• Document segment:
Rebranding the Necron Empire as the good guys


The latest from Émile Torres focuses on how longtermists have effectively focused on PR and advertising. They have a truly odious philosophy, so they emphasize whatever element will get them the most money. The core of longtermism is the idea that in the far future there could hypothetically be many, many trillions of hypothetical “people” (who would mainly be artificial intelligences of some sort), and that therefore we should make any contemporary sacrifice we can to maximize the population of machines in the unimaginably distant future. There’s a lot of weebly-wobbly rationalizations to be made since nobody has any idea what strategies now will lead to conquest of the galaxy for human-made computers in some imaginary fantasy future, but somehow the current popular ones all involve sucking up to disgustingly rich people.

Ironically, it grew out of the goal of ending world poverty.

Longtermism emerged from a movement called “Effective Altruism” (EA), a male-dominated community of “super-hardcore do-gooders” (as they once called themselves tongue-in-cheek) based mostly in Oxford and the San Francisco Bay Area. Their initial focus was on alleviating global poverty, but over time a growing number of the movement’s members have shifted their research and activism toward ensuring that humanity, or our posthuman descendants, survive for millions, billions and even trillions of years into the future.

If you asked me, I would have thought that building a stable, equitable base would have been a sound way to project human destiny into an unknowable future, but hey, what do I know? The longtermists gazed into their crystal ball and decided that the best, and probably most lucrative, way to defend the future was to pander to the elites.

Although the longtermists do not, so far as I know, describe what they’re doing this way, we might identify two phases of spreading their ideology: Phase One involved infiltrating governments, encouraging people to pursue high-paying jobs to donate more for the cause and wooing billionaires like Elon Musk — and this has been wildly successful. Musk himself has described longtermism as “a close match for my philosophy.” Sam Bankman-Fried has made billions from cryptocurrencies to fund longtermist efforts. And longtermism is, according to a UN Dispatch article, “increasingly gaining traction around the United Nations and in foreign policy circles.”

After all, haven’t billionaires already proven that they will do their all to spread their wealth? OK, maybe the past is a poor guide, but once they’ve perfected brain uploading and have a colony of serfs on Mars, then they’ll decide to let the rest of us have a few crumbs.

• Records provided:
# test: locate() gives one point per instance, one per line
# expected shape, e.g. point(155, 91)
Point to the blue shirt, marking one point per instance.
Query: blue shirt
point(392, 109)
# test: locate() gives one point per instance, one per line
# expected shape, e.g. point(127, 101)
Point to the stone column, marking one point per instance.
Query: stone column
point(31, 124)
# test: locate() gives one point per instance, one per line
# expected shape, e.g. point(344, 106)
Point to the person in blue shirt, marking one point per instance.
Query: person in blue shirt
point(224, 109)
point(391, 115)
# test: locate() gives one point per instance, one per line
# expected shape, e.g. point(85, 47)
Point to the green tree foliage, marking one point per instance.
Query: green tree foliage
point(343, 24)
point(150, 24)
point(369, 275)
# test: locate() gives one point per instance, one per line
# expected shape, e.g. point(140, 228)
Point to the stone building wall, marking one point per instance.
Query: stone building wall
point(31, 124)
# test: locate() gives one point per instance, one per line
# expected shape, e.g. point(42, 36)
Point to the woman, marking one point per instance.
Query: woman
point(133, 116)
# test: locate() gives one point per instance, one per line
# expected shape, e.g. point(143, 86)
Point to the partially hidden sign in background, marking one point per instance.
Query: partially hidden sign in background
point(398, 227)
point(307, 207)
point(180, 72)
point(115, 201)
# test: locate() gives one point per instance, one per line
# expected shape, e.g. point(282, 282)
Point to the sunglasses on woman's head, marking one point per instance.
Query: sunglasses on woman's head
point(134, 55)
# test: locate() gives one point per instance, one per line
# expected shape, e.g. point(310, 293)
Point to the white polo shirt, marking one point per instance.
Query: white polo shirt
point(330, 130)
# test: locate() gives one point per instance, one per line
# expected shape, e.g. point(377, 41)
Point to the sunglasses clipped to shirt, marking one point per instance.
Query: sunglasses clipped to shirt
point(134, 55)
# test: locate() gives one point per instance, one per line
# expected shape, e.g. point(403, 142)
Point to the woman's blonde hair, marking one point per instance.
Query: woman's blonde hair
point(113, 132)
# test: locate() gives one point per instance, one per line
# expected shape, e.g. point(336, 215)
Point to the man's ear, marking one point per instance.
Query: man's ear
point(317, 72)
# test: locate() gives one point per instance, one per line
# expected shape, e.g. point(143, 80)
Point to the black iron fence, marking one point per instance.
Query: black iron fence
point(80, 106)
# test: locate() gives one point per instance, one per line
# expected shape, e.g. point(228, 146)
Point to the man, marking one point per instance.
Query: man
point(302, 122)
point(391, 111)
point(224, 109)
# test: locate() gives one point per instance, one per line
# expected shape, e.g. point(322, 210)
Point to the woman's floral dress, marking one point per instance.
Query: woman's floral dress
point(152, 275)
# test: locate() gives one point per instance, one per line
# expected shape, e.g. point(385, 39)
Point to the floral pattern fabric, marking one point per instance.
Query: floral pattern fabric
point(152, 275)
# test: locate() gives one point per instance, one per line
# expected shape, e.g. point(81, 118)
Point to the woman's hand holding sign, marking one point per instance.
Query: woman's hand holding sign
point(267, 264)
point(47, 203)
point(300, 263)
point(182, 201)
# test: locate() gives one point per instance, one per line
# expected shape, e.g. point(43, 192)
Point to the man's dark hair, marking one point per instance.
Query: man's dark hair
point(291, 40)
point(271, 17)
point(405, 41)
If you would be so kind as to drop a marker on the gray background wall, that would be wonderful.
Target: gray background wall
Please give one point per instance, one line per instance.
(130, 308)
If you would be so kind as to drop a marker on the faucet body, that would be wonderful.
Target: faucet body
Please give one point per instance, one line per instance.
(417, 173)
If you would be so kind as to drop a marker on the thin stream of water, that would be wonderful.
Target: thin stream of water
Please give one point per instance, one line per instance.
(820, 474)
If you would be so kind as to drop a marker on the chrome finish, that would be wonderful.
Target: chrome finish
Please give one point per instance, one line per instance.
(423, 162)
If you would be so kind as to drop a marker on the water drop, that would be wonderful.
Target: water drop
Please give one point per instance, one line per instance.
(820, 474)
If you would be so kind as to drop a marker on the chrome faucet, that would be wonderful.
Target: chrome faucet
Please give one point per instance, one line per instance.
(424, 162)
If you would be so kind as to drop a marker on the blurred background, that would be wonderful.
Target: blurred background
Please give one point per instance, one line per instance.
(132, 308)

• Exercises:
[1] Rewrite the paragraph of the longtermism essay that begins "Longtermism emerged from a movement" more briefly, keeping its main facts.
[2] Gather every line in the listing that contains the word "foliage".

• Per-task answers:
[1] Longtermism grew out of Effective Altruism (EA), a male-dominated community of self-described "super-hardcore do-gooders" based mainly in Oxford and the San Francisco Bay Area. EA first aimed to relieve global poverty. Over time, more and more members have turned their research and activism toward ensuring that humanity, or its posthuman descendants, survives for millions, billions, or even trillions of years.

[2]
Point to the green tree foliage, marking one point per instance.
Query: green tree foliage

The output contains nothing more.